§ **STATED EXERCISE**
Copy the stretch of the records below from the line that contains "Consider the photo above. For every instance of the black laptop" through the end of the records, keeping every line as it stands.

(Dataset excerpts on object pointing)
= = = =
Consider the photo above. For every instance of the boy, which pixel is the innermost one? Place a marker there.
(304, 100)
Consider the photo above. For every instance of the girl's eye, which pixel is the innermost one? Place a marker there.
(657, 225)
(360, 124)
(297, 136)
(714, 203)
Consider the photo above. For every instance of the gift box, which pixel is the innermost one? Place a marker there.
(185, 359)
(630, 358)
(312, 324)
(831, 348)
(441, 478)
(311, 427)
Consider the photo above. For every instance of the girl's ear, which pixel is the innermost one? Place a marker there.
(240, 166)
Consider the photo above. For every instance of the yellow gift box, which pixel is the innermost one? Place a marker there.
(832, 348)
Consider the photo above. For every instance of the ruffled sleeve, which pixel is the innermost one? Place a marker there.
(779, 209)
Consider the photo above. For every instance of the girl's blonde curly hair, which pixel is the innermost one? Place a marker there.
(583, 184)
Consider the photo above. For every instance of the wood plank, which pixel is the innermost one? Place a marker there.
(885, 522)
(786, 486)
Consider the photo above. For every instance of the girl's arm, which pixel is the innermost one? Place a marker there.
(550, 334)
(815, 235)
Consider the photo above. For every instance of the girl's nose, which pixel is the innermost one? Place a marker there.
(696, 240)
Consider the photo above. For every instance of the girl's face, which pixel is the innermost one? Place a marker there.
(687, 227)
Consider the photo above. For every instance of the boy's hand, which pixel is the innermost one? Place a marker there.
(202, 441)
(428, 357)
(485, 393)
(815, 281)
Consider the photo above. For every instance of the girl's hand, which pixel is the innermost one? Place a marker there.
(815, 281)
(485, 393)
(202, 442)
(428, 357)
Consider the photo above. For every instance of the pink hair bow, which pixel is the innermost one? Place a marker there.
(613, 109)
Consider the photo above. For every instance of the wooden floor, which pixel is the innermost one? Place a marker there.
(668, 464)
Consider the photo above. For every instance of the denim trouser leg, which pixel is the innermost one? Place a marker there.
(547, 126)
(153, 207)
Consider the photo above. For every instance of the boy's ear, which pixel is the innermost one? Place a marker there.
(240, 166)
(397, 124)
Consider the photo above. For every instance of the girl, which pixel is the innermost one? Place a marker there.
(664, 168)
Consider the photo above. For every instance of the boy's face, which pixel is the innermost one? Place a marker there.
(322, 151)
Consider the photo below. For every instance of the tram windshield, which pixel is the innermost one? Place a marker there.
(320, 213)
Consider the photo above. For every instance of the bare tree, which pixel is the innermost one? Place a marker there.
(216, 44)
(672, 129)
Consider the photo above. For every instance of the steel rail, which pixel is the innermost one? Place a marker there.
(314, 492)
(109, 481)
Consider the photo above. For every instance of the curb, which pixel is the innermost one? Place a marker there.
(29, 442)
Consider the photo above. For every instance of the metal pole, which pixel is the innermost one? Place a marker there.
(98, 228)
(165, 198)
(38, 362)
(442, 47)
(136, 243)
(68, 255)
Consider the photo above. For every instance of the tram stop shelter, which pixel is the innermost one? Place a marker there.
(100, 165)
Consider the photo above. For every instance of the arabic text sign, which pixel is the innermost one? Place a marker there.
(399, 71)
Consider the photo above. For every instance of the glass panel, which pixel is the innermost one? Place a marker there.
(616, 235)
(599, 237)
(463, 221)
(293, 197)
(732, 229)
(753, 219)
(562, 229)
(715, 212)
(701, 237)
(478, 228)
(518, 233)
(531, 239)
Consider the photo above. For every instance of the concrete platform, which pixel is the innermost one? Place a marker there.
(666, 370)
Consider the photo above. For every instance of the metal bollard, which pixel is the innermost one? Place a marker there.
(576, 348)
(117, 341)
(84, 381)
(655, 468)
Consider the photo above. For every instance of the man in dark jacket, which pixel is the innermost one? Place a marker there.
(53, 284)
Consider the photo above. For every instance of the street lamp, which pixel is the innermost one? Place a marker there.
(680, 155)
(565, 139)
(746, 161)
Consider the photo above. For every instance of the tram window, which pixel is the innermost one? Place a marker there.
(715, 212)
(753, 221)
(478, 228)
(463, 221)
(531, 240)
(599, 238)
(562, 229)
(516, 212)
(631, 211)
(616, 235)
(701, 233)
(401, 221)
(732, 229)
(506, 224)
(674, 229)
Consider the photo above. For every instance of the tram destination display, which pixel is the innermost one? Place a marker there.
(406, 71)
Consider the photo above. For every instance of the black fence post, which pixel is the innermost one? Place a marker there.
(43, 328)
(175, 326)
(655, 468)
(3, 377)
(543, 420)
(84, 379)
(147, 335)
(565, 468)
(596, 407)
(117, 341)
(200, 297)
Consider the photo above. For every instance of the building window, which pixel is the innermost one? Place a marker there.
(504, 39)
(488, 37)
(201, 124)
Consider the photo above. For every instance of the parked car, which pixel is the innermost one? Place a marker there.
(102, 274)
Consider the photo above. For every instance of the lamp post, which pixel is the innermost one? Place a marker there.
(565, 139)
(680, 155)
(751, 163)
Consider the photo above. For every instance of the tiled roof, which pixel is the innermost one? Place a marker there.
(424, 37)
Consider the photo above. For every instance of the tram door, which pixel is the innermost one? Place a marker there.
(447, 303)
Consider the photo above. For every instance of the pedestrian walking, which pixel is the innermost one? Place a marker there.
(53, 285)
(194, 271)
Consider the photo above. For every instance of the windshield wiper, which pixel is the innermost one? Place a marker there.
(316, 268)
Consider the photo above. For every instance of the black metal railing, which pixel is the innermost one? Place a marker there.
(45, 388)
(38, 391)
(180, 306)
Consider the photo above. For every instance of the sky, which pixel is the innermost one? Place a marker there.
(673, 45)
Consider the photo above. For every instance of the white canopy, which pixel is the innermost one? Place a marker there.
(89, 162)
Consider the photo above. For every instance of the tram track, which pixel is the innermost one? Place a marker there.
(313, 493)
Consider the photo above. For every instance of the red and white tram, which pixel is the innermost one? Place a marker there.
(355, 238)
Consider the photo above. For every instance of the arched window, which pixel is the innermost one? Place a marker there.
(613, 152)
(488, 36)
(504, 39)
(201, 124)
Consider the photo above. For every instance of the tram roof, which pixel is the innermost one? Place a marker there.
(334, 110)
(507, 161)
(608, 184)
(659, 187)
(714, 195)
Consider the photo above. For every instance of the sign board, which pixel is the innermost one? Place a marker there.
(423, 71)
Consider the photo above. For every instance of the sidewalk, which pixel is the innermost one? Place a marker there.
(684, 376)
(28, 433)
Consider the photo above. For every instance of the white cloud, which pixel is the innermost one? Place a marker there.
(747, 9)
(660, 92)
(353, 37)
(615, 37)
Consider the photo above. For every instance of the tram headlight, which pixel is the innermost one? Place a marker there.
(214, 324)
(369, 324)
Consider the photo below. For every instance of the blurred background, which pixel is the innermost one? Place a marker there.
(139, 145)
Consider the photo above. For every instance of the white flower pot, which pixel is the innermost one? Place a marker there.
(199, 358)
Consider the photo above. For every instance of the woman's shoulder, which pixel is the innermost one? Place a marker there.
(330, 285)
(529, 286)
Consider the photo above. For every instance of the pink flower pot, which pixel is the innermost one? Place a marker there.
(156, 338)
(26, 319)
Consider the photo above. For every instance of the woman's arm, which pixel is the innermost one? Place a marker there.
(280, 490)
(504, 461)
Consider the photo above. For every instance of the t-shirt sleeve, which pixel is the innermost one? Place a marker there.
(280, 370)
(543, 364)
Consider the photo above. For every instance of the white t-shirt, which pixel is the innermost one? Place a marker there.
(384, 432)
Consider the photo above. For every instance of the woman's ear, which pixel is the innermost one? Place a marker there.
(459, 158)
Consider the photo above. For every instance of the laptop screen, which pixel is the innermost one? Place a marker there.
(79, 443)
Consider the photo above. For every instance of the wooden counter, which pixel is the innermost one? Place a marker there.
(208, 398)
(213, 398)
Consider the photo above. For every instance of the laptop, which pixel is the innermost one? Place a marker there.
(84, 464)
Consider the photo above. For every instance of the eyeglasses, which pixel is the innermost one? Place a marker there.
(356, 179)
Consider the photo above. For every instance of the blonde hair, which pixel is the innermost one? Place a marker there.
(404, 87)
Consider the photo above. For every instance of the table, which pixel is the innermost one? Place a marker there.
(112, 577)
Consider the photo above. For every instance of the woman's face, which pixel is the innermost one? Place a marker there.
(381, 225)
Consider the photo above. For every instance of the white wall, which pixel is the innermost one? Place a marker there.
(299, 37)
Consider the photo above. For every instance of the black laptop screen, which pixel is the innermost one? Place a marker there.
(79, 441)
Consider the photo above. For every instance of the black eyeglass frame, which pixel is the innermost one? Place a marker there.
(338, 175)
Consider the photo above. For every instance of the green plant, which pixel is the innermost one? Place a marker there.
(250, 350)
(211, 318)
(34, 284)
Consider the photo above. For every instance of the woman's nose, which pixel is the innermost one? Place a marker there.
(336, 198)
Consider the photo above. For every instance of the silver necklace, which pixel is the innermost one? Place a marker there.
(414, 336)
= = = =
§ **RESPONSE TO THIS EXERCISE**
Consider the photo above. For every instance of the black laptop screen, which pixel is the innermost one? Place a marker there.
(79, 441)
Consider the photo above. For every instance of the black eyeglass frame, which pixel is the innermost one? Place a marker there.
(338, 175)
Consider the photo above. For every instance of the green plant, which pixel is the innermost one? Place a marker there.
(250, 350)
(211, 318)
(34, 284)
Consider the photo above. For every instance of the woman's nose, which pixel is the innermost one? Place a marker there.
(336, 198)
Consider the photo above. For every instance of the silver necklace, which pixel is the innermost one? Place a marker there.
(414, 336)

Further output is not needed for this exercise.